* [What to do]: Render every line of the listing below as a Markdown table with columns "No." and "Entry", numbering the rows and skipping blank lines. Leave the pictures out of the table.

* [Dataset records]:
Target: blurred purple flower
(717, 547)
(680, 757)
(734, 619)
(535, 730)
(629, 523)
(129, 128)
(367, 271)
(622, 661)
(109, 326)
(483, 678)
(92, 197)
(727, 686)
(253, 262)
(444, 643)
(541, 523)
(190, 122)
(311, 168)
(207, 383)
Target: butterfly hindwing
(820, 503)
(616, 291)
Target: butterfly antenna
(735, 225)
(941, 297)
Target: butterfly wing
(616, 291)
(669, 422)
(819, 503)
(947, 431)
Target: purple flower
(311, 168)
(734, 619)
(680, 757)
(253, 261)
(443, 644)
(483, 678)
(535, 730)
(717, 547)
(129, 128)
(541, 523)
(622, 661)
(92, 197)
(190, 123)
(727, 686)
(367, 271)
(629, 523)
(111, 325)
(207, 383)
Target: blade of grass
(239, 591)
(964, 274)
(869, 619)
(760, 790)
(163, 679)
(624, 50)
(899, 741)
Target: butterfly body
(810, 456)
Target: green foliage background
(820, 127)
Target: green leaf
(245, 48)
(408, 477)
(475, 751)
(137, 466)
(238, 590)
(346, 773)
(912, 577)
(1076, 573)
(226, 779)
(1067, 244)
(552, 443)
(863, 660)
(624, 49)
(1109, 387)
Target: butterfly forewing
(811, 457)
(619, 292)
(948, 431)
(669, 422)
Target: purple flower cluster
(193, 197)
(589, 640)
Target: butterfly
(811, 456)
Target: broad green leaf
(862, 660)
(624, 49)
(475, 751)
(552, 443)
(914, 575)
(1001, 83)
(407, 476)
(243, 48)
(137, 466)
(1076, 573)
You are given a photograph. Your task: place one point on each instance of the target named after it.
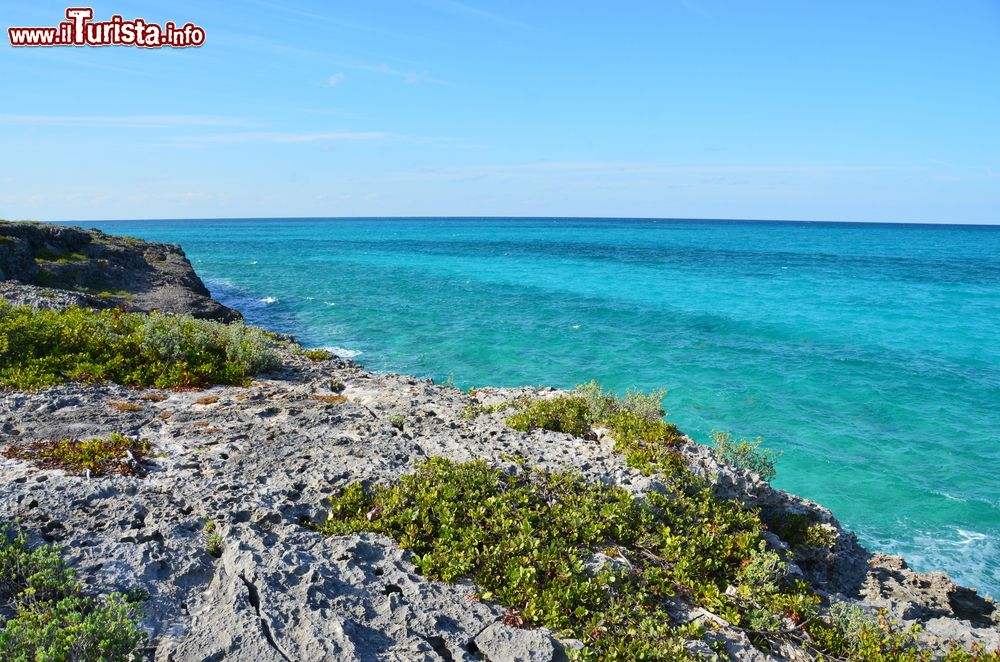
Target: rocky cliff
(260, 461)
(100, 270)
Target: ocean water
(869, 354)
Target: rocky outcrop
(105, 270)
(259, 462)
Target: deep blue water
(868, 354)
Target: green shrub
(46, 254)
(528, 541)
(98, 456)
(317, 354)
(635, 422)
(45, 347)
(569, 414)
(474, 410)
(604, 404)
(53, 618)
(746, 454)
(801, 531)
(215, 544)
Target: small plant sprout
(746, 454)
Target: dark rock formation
(103, 270)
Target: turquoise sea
(868, 353)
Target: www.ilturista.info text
(81, 30)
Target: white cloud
(280, 137)
(124, 121)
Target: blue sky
(867, 111)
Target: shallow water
(868, 354)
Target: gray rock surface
(260, 461)
(125, 272)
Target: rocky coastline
(258, 461)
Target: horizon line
(518, 217)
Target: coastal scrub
(45, 347)
(51, 617)
(595, 563)
(95, 457)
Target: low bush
(116, 454)
(53, 619)
(593, 562)
(330, 399)
(635, 422)
(746, 454)
(566, 414)
(317, 354)
(44, 347)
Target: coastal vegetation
(45, 347)
(50, 615)
(746, 454)
(595, 563)
(115, 454)
(635, 422)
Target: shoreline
(258, 459)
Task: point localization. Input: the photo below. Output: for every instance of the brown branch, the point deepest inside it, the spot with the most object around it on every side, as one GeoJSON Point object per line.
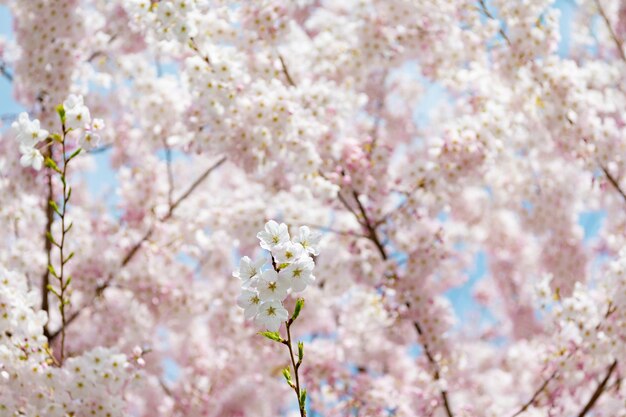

* [The completed task]:
| No. | Entry |
|---|---|
| 1 | Target: blurred purple flower |
| 2 | (717, 547) |
| 3 | (680, 757) |
| 4 | (734, 619) |
| 5 | (535, 730) |
| 6 | (629, 523) |
| 7 | (129, 128) |
| 8 | (367, 271) |
| 9 | (622, 661) |
| 10 | (109, 326) |
| 11 | (483, 678) |
| 12 | (92, 197) |
| 13 | (727, 686) |
| 14 | (253, 262) |
| 15 | (444, 643) |
| 16 | (541, 523) |
| 17 | (190, 122) |
| 18 | (311, 168) |
| 19 | (207, 383) |
| 20 | Target: butterfly hindwing |
| 21 | (820, 503) |
| 22 | (616, 291) |
| 23 | Target: butterfly antenna |
| 24 | (735, 225) |
| 25 | (941, 297) |
| 26 | Target: butterfly wing |
| 27 | (616, 291) |
| 28 | (669, 422) |
| 29 | (819, 503) |
| 30 | (947, 431) |
| 31 | Target: purple flower |
| 32 | (311, 168) |
| 33 | (734, 619) |
| 34 | (680, 757) |
| 35 | (253, 261) |
| 36 | (443, 644) |
| 37 | (483, 678) |
| 38 | (535, 730) |
| 39 | (717, 547) |
| 40 | (129, 128) |
| 41 | (541, 523) |
| 42 | (622, 661) |
| 43 | (92, 197) |
| 44 | (190, 123) |
| 45 | (727, 686) |
| 46 | (367, 271) |
| 47 | (629, 523) |
| 48 | (111, 325) |
| 49 | (207, 383) |
| 50 | Target: blade of grass |
| 51 | (239, 591) |
| 52 | (964, 274) |
| 53 | (869, 619) |
| 54 | (760, 790) |
| 55 | (163, 679) |
| 56 | (624, 50) |
| 57 | (899, 741) |
| 58 | Target: butterfly body |
| 59 | (810, 456) |
| 60 | Target: green foliage background |
| 61 | (820, 127) |
| 62 | Target: green leaf |
| 63 | (245, 48) |
| 64 | (408, 477) |
| 65 | (475, 751) |
| 66 | (137, 466) |
| 67 | (238, 590) |
| 68 | (346, 773) |
| 69 | (912, 577) |
| 70 | (1076, 573) |
| 71 | (226, 779) |
| 72 | (1067, 244) |
| 73 | (552, 443) |
| 74 | (863, 660) |
| 75 | (624, 49) |
| 76 | (1109, 387) |
| 77 | Target: butterfly forewing |
| 78 | (811, 457) |
| 79 | (619, 292) |
| 80 | (948, 431) |
| 81 | (669, 422) |
| 82 | Target: purple flower cluster |
| 83 | (193, 197) |
| 84 | (589, 640) |
| 85 | Target: butterfly |
| 86 | (811, 456) |
| 87 | Target: broad green leaf |
| 88 | (862, 660) |
| 89 | (624, 49) |
| 90 | (475, 751) |
| 91 | (552, 443) |
| 92 | (914, 575) |
| 93 | (1001, 83) |
| 94 | (407, 476) |
| 95 | (243, 48) |
| 96 | (137, 466) |
| 97 | (1076, 573) |
| 98 | You are given a photograph. Your task: place one point on each instance of the target named after it. |
| 99 | Target: rocky cliff |
| 100 | (260, 461) |
| 101 | (100, 270) |
| 102 | Target: ocean water |
| 103 | (869, 354) |
| 104 | Target: rocky outcrop |
| 105 | (105, 270) |
| 106 | (259, 462) |
| 107 | Target: deep blue water |
| 108 | (868, 354) |
| 109 | Target: green shrub |
| 110 | (46, 254) |
| 111 | (528, 541) |
| 112 | (98, 456) |
| 113 | (317, 354) |
| 114 | (635, 422) |
| 115 | (45, 347) |
| 116 | (569, 414) |
| 117 | (474, 410) |
| 118 | (604, 404) |
| 119 | (53, 618) |
| 120 | (746, 454) |
| 121 | (801, 531) |
| 122 | (215, 544) |
| 123 | Target: small plant sprout |
| 124 | (746, 454) |
| 125 | Target: dark rock formation |
| 126 | (103, 270) |
| 127 | Target: turquoise sea |
| 128 | (868, 353) |
| 129 | Target: www.ilturista.info text |
| 130 | (81, 30) |
| 131 | Target: white cloud |
| 132 | (280, 137) |
| 133 | (124, 121) |
| 134 | Target: blue sky |
| 135 | (867, 111) |
| 136 | Target: shallow water |
| 137 | (868, 354) |
| 138 | Target: gray rock surface |
| 139 | (260, 461) |
| 140 | (125, 272) |
| 141 | Target: rocky coastline |
| 142 | (258, 461) |
| 143 | Target: horizon line |
| 144 | (518, 217) |
| 145 | Target: coastal scrub |
| 146 | (45, 347) |
| 147 | (51, 617) |
| 148 | (595, 563) |
| 149 | (95, 457) |
| 150 | Target: low bush |
| 151 | (116, 454) |
| 152 | (53, 619) |
| 153 | (593, 562) |
| 154 | (330, 399) |
| 155 | (635, 422) |
| 156 | (746, 454) |
| 157 | (566, 414) |
| 158 | (317, 354) |
| 159 | (44, 347) |
| 160 | Target: coastal vegetation |
| 161 | (45, 347) |
| 162 | (50, 615) |
| 163 | (746, 454) |
| 164 | (595, 563) |
| 165 | (115, 454) |
| 166 | (635, 422) |
| 167 | Target: shoreline |
| 168 | (258, 459) |
| 169 | Task: point localization. Input: the photo below. Output: for every instance of the brown branch, the point deepest inside it, the spot with the most object around it on every side, as one GeoJSON Point object per line. |